Tasks to perform:
**a)** Translate this sentence from the email about modifying the GIL into Spanish: "Actually, I want to use time reserved for GIL to do something else."
**b)** In the email about modifying the GIL, what kind of queue does the proposed solution require?

Page extract:

On Sat, Mar 23, 2013 at 1:07 PM, Marko Tasic <mtasi...@gmail.com> wrote:
> Hi,
>
> I have had an idea for some time to re-implement how GIL works, but
> nothing radical. On purpose I'm saying that I don't want to "remove"
> GIL, but to modify it, so people who follow your list don't get too
> excited.
>
> Let me describe what I want to accomplish, and what kind of results am
> looking for, and also hear any possible design or implementation issue
> I/we may face.
>
> I want threads to work in parallel as they already do, with very
> little waiting times on other threads in case of GIL'ing. Actually, I
> want to use time reserved for GIL to do something else.
>
> To be clear, I don't need JIT, and lets take it out of discussion for
> some time later.
>
> First step:
> -------------
> My solution require wait-free lock-free queue, so many threads can
> only append/push to it atomically. Every thread created, including
> main thread, has to have (at least one) such a queue, and lets say
> queue has pointer to thread where it belongs.
>
> Not only queue is required, but also conditional variable (such as
> pthread_cond_t) per thread.
>
> What I imagine is high-level thread object that consists of low-level
> thread, low-level wait-free lock-free queue, and low-level conditional
> variable. Imagine that this high-level thread object is local per each
> OS thread created. From now on I will call high-level thread object
> just "thread". Every mutable object created has to have pointer to a
> thread in which its created. As a result, this way we can know origin
> of a mutable object by thread by inspecting mutable object itself, so
> as a consequence also know low-level thread, low-level queue and
> low-level condition variable associated by it.

Dataset records:
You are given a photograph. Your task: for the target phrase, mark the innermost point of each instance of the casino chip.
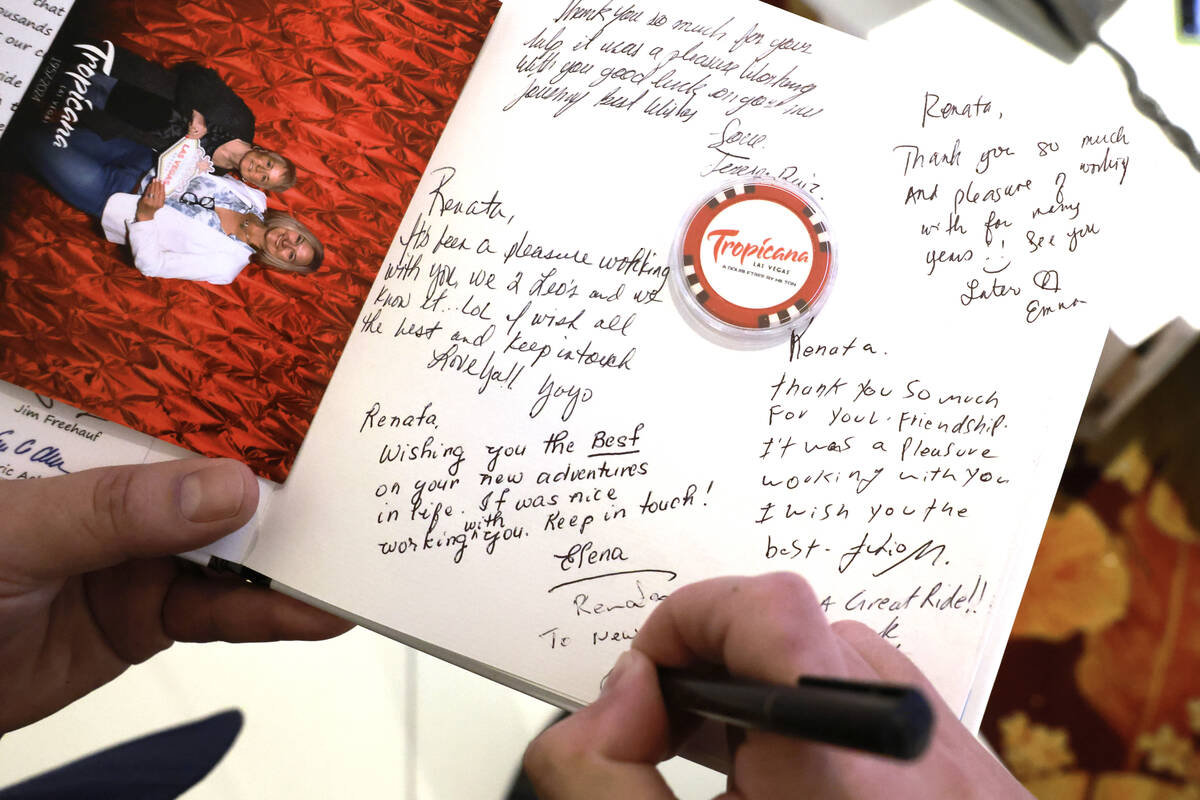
(756, 258)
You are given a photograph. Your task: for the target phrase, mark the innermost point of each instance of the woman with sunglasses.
(209, 233)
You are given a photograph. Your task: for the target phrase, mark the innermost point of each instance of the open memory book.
(537, 432)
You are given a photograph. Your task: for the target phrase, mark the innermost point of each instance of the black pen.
(883, 719)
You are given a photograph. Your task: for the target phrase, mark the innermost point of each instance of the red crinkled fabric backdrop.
(357, 95)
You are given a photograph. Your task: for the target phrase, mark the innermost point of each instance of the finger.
(769, 627)
(66, 525)
(203, 608)
(891, 665)
(610, 749)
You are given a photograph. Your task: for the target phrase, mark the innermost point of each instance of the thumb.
(609, 749)
(58, 527)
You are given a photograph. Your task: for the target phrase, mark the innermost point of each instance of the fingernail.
(618, 671)
(211, 493)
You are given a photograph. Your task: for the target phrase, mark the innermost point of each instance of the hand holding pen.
(772, 630)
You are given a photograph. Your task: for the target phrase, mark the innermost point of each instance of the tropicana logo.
(726, 245)
(82, 78)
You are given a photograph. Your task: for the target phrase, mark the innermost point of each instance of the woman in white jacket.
(209, 233)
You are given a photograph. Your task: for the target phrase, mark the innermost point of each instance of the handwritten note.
(526, 445)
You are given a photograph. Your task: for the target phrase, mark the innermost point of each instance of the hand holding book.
(88, 588)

Correct answers:
**a)** En realidad, quiero usar el tiempo reservado para el GIL para hacer otra cosa.

**b)** A wait-free lock-free queue.